Using the information:
(1) Return the stretch of the passage on film and feminist scholarship from "Her academic writing, again, reflects" through "and Canadian cinema.", copied word for word.
(2) Resume the passage on film and feminist scholarship, picking up right after its final sentence.

Her academic writing, again, reflects both her interest in film and feminism. Her book, The Girl from God’s Country: Nell Shipman and the Silent Cinema, celebrates an early Canadian actor and director. In 1999 she co-edited Gendering the Nation: Canadian Women’s Cinema. She has published extensively in refereed journals, contributed articles to books and given over fifty lectures on her areas of interest which include women filmmakers, feminist theory and Canadian cinema.

Extracted material:
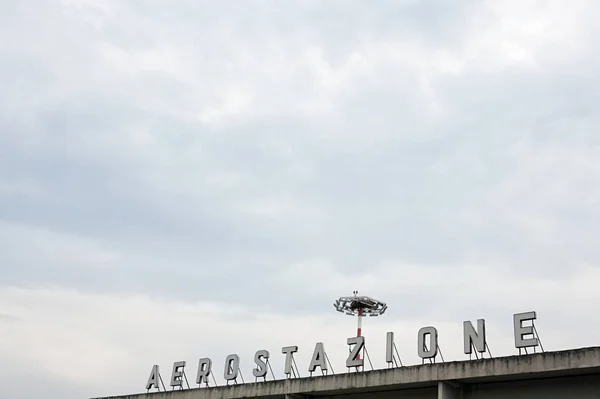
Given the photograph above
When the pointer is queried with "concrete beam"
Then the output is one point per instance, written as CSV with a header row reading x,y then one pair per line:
x,y
530,366
447,390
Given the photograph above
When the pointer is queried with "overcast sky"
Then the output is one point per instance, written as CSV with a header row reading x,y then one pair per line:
x,y
182,179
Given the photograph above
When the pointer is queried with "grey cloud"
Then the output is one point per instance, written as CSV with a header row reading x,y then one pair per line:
x,y
437,150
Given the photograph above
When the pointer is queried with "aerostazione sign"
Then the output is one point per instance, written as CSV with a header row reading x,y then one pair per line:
x,y
525,336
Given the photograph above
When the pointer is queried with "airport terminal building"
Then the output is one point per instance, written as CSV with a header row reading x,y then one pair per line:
x,y
533,374
571,374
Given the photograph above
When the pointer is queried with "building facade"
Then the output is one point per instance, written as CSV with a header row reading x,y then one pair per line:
x,y
570,374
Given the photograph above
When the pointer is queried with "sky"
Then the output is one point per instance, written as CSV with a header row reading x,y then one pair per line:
x,y
185,179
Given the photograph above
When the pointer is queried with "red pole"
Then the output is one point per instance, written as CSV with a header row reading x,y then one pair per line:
x,y
359,329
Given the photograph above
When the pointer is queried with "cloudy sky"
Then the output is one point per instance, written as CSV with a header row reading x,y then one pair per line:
x,y
181,179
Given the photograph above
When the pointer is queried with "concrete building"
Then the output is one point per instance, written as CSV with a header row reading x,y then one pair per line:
x,y
571,374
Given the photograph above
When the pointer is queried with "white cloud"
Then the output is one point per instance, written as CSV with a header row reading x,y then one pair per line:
x,y
160,165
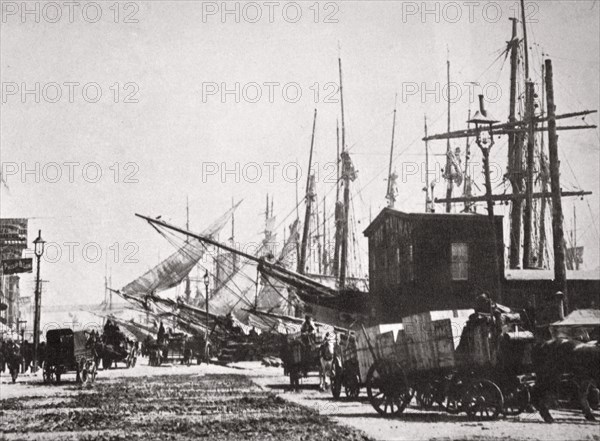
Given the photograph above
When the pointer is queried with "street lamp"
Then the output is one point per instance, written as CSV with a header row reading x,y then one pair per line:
x,y
206,282
39,251
483,118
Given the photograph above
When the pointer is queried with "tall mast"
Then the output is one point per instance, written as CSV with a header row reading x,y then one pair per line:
x,y
390,196
529,115
308,200
448,162
515,157
346,180
467,157
325,245
560,272
544,175
528,215
188,290
525,45
427,206
319,236
233,256
574,241
338,208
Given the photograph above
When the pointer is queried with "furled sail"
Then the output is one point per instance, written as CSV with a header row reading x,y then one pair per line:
x,y
173,270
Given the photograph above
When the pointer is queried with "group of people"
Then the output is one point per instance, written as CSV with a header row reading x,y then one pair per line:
x,y
9,349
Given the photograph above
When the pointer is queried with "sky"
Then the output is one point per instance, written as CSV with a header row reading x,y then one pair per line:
x,y
118,108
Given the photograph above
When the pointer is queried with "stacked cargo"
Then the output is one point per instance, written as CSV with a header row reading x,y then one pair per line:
x,y
426,341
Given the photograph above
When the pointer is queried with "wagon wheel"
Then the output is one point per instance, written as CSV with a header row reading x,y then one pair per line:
x,y
81,372
516,400
483,400
352,385
93,371
452,402
387,388
106,363
14,373
57,375
338,378
48,374
426,395
294,378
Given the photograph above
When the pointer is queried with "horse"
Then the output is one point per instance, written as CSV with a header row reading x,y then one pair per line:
x,y
554,358
14,359
327,353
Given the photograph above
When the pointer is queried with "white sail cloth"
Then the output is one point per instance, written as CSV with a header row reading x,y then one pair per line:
x,y
171,271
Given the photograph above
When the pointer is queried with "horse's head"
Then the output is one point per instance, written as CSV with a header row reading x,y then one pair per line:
x,y
327,348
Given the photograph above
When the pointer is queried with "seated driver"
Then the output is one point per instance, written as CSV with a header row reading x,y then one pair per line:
x,y
308,330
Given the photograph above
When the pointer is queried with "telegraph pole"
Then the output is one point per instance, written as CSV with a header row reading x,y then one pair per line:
x,y
558,235
515,157
448,161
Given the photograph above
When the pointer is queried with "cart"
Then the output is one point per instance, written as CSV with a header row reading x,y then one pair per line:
x,y
69,351
486,375
118,346
300,356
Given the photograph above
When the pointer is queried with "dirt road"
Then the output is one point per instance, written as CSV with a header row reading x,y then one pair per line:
x,y
242,401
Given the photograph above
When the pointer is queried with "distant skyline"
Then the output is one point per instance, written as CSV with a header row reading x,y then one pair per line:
x,y
190,103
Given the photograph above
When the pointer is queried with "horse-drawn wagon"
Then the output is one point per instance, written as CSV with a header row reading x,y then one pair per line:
x,y
69,351
472,362
303,353
117,345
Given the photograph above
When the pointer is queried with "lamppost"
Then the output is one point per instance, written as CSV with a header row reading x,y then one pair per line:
x,y
483,118
39,251
206,282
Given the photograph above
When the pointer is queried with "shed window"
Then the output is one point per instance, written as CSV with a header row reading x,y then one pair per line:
x,y
459,264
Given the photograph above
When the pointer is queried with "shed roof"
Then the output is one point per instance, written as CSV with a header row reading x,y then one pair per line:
x,y
580,317
424,216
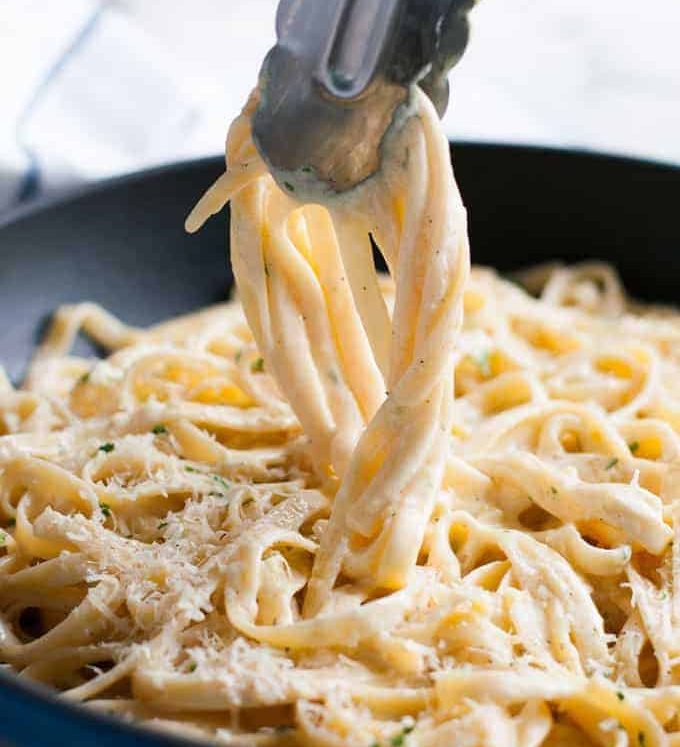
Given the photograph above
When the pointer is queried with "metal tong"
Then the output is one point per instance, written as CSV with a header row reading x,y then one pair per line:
x,y
330,87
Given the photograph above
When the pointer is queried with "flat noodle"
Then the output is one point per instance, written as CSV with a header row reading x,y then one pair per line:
x,y
350,509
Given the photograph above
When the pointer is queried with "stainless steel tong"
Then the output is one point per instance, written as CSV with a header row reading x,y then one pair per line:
x,y
330,87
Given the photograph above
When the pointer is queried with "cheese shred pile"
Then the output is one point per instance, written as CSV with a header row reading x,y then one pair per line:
x,y
431,508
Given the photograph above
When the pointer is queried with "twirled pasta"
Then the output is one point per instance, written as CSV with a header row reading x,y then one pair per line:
x,y
353,510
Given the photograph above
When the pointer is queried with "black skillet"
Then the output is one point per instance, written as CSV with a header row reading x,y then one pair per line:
x,y
122,244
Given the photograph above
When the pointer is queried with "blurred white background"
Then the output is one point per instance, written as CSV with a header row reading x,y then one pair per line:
x,y
96,88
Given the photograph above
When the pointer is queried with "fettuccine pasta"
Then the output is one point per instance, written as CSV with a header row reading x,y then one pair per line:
x,y
429,508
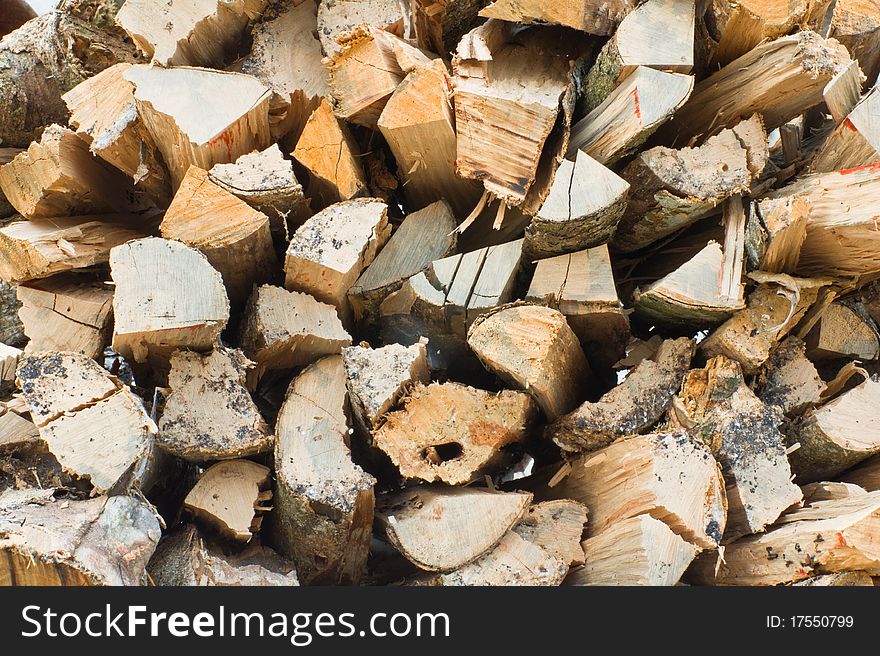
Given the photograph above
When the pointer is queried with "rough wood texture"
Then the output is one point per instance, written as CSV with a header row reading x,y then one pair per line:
x,y
440,529
52,541
631,407
324,502
209,414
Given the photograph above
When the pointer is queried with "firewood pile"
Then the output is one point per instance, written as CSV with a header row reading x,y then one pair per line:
x,y
440,292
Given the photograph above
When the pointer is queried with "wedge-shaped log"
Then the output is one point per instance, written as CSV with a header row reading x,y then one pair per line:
x,y
440,529
172,104
234,237
67,313
324,502
81,410
209,414
632,407
168,296
427,442
98,541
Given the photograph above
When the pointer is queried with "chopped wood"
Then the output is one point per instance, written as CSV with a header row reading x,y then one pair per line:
x,y
234,237
440,529
323,502
55,541
209,414
229,498
632,407
66,313
427,442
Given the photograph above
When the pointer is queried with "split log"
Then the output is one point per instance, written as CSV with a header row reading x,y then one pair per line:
x,y
195,33
778,79
53,541
229,496
78,407
717,407
532,348
283,329
329,153
328,253
671,477
378,378
658,34
637,551
418,124
265,181
427,442
440,529
324,502
632,407
103,112
581,286
59,177
209,414
233,236
167,297
50,55
835,436
44,247
171,103
630,114
183,558
66,313
823,538
423,236
582,210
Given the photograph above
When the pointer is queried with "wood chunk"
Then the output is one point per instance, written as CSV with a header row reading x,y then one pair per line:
x,y
200,117
835,436
228,497
582,210
44,247
195,33
423,236
581,286
418,124
789,380
673,189
331,156
59,177
717,407
81,410
378,378
777,79
328,253
658,34
823,538
53,541
324,502
265,181
209,414
427,442
183,558
233,236
633,406
637,551
841,332
167,297
440,529
532,348
630,114
671,477
66,313
283,329
104,113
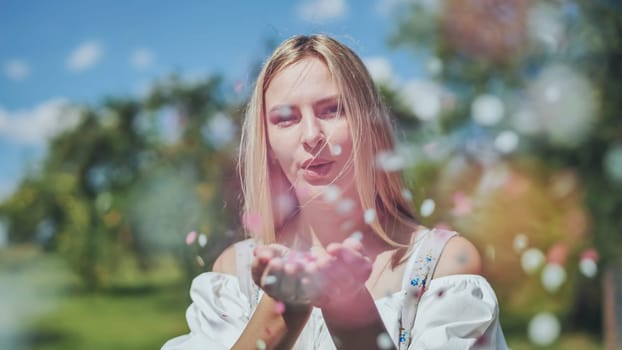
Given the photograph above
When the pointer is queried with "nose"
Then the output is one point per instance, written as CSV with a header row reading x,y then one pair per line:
x,y
313,136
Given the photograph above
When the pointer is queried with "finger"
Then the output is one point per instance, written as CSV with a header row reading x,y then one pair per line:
x,y
353,243
257,270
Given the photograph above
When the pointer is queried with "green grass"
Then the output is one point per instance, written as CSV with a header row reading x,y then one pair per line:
x,y
51,313
46,310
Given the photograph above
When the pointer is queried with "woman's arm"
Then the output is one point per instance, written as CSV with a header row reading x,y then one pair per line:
x,y
269,324
276,330
355,323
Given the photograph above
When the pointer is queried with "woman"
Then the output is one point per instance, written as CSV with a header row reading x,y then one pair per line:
x,y
342,261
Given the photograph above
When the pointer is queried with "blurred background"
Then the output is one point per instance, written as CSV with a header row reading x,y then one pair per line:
x,y
119,128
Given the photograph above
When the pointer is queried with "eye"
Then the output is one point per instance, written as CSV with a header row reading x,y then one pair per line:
x,y
331,111
283,116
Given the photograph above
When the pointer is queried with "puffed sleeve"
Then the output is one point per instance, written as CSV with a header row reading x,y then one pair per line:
x,y
458,312
217,316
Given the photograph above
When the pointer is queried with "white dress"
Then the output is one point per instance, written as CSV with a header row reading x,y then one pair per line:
x,y
455,312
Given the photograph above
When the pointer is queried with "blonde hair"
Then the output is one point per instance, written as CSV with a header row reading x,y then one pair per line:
x,y
370,127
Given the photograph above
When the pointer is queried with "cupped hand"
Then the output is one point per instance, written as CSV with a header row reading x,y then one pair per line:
x,y
279,272
317,278
337,275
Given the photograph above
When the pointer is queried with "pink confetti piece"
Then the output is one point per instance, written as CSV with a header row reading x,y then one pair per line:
x,y
558,254
238,86
191,237
590,254
481,341
430,147
279,308
462,204
252,222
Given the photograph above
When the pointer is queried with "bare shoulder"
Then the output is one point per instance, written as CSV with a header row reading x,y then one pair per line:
x,y
459,257
226,261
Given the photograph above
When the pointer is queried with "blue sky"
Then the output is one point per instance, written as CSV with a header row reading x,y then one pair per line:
x,y
52,52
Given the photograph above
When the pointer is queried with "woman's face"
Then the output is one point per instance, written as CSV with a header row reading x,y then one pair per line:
x,y
308,132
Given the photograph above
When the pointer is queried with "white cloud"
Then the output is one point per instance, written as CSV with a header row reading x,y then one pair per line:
x,y
35,126
322,10
16,69
380,69
389,7
142,58
84,56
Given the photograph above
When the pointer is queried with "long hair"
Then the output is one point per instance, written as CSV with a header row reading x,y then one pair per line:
x,y
370,127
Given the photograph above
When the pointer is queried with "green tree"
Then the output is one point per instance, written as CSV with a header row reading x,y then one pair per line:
x,y
132,178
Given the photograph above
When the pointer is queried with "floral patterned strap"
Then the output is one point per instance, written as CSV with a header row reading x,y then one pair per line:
x,y
426,258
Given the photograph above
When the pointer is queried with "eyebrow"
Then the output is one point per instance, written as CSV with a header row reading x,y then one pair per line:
x,y
320,102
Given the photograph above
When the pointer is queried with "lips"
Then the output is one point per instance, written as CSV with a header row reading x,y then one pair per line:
x,y
316,169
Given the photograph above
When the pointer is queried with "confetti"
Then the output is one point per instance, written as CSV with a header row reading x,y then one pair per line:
x,y
332,193
279,307
202,240
190,237
588,267
384,341
407,195
357,235
553,276
520,242
590,253
389,161
345,206
531,260
238,87
462,204
219,130
613,163
252,222
424,97
557,254
336,150
487,109
481,341
427,207
543,329
369,216
491,252
268,280
434,66
506,142
347,225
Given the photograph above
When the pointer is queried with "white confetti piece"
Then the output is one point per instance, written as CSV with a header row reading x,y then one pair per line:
x,y
553,276
369,216
487,109
531,260
544,329
588,267
384,341
520,242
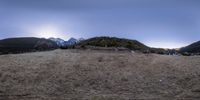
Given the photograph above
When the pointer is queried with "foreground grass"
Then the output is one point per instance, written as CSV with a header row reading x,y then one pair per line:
x,y
98,75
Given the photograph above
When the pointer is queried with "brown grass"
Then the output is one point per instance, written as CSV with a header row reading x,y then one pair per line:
x,y
98,75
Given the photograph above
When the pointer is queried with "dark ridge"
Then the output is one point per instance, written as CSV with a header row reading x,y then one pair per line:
x,y
193,48
114,42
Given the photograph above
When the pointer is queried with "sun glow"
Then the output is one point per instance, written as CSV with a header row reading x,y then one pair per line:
x,y
49,31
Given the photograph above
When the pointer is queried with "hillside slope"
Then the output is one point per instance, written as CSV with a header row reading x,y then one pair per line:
x,y
114,42
192,48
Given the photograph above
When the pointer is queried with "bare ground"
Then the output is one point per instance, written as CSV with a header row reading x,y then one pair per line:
x,y
98,75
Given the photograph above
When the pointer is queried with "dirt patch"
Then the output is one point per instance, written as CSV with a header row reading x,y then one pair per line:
x,y
96,75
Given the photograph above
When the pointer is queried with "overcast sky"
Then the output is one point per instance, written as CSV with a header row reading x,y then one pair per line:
x,y
156,23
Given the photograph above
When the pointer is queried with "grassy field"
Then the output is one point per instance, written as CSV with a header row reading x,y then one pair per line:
x,y
98,75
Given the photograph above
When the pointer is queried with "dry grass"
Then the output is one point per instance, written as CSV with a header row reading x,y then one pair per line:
x,y
98,75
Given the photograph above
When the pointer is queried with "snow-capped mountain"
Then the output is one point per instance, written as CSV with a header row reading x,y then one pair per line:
x,y
71,41
61,42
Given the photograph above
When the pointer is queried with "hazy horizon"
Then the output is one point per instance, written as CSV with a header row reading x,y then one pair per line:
x,y
156,23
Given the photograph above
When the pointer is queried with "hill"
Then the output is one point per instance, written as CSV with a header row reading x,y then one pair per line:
x,y
98,75
193,48
114,42
26,44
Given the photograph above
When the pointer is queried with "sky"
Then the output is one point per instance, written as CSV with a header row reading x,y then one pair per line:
x,y
156,23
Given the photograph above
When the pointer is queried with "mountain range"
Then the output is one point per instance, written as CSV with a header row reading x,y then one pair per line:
x,y
61,42
30,44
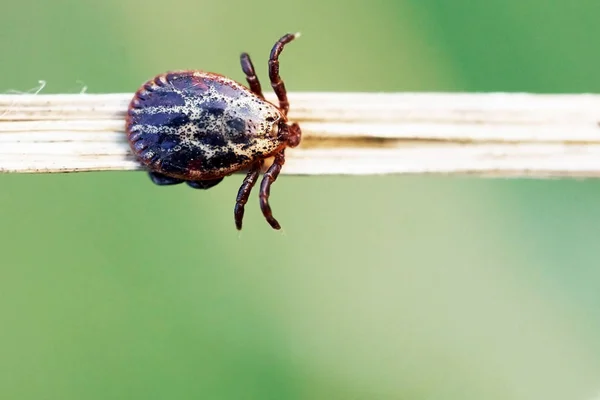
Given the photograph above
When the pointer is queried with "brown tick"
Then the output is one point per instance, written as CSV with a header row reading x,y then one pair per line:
x,y
198,127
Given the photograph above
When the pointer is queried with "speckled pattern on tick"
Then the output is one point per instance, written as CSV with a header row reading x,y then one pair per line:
x,y
198,127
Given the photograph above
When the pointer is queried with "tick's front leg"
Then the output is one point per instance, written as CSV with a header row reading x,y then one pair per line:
x,y
163,180
204,184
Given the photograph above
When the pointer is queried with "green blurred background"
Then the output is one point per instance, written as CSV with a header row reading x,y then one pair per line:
x,y
379,288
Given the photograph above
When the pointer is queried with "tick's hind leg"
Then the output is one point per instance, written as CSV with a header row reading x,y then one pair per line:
x,y
163,180
265,188
244,193
204,184
251,77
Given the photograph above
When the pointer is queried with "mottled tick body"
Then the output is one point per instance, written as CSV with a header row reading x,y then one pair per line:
x,y
198,127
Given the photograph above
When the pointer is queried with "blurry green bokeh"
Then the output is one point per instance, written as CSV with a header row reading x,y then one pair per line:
x,y
379,288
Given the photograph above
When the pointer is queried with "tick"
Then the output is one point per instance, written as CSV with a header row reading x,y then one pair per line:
x,y
198,127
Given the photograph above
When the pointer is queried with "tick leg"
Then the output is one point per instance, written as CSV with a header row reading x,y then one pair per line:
x,y
265,188
251,77
163,180
276,81
244,193
204,184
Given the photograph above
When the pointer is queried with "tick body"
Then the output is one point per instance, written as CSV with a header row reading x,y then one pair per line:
x,y
198,127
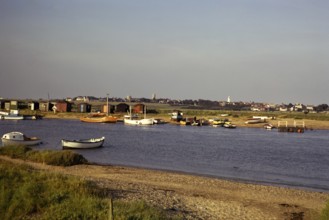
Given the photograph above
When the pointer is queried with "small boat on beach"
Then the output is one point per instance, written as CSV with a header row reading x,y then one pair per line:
x,y
269,126
229,125
102,119
18,138
133,121
254,120
83,143
12,115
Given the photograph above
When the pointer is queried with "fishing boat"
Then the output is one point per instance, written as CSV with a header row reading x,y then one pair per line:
x,y
97,119
254,120
18,138
185,121
12,115
83,143
229,125
269,126
133,121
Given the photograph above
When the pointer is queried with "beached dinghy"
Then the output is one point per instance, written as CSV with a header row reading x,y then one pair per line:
x,y
83,143
18,138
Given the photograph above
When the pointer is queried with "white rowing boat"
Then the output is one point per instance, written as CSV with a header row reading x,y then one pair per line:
x,y
83,143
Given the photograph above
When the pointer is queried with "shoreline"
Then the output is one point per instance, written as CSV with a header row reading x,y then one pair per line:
x,y
231,179
196,197
310,125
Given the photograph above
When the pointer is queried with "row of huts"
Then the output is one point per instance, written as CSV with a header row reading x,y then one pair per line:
x,y
64,106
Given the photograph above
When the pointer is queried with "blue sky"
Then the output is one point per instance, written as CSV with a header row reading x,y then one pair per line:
x,y
273,51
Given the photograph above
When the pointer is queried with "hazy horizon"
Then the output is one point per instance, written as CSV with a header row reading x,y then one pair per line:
x,y
272,51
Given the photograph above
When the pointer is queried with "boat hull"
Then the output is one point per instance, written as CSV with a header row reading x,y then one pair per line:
x,y
105,119
145,121
18,138
83,144
6,142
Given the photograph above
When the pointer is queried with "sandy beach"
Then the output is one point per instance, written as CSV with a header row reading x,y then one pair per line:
x,y
197,197
239,121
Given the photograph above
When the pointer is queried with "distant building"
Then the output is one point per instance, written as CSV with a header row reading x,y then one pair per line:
x,y
45,106
138,108
33,106
84,107
122,108
63,106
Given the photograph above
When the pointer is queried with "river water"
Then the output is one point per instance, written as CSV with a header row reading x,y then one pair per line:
x,y
243,154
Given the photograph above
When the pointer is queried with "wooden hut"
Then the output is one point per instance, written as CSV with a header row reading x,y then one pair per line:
x,y
122,108
2,104
108,109
84,107
63,106
45,106
138,108
33,106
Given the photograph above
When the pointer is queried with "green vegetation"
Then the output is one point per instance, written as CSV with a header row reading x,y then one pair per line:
x,y
57,158
26,193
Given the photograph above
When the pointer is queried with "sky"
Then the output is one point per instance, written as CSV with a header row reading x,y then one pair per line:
x,y
274,51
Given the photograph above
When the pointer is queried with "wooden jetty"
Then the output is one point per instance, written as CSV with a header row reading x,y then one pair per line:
x,y
297,127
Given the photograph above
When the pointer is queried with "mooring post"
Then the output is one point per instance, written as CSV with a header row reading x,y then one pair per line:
x,y
111,209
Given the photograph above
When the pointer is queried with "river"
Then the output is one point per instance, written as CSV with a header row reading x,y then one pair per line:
x,y
243,154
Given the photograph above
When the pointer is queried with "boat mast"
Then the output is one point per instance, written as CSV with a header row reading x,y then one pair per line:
x,y
107,104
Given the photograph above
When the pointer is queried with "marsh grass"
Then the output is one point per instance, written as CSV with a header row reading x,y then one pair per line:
x,y
26,193
50,157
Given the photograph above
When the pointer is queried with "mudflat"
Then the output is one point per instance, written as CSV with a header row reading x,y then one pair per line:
x,y
197,197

Answers to the exercises:
(1)
Her academic writing, again, reflects both her interest in film and feminism. Her book, The Girl from God’s Country: Nell Shipman and the Silent Cinema, celebrates an early Canadian actor and director. In 1999 she co-edited Gendering the Nation: Canadian Women’s Cinema. She has published extensively in refereed journals, contributed articles to books and given over fifty lectures on her areas of interest which include women filmmakers, feminist theory and Canadian cinema.

(2)
Along with her academic work, Prof. Armatage has undertaken activities in a more public forum. Between 1975 and 1987, she produced seven experimental narrative and documentary films. Her last film on artist Joyce Wieland, Artist on Fire (1987) earned her a Gemini nomination for Best Television Documentary. From 1983-2004, she was one of the senior international programmers of the Toronto International Film Festival. It was due in part to these endeavours that she was seen as having made a major contribution to the study of women and film. For all of her work, she has been recognized with several awards including YWCA Woman of Distinction 1989 and Toronto Women in Film in Video Special Award for Contribution to Women’s Film Culture 1988. She has also been awarded several research and arts grants throughout her career including a Canada Council Senior Artist’s Grant (1992) and a SSHRC research grant (1995).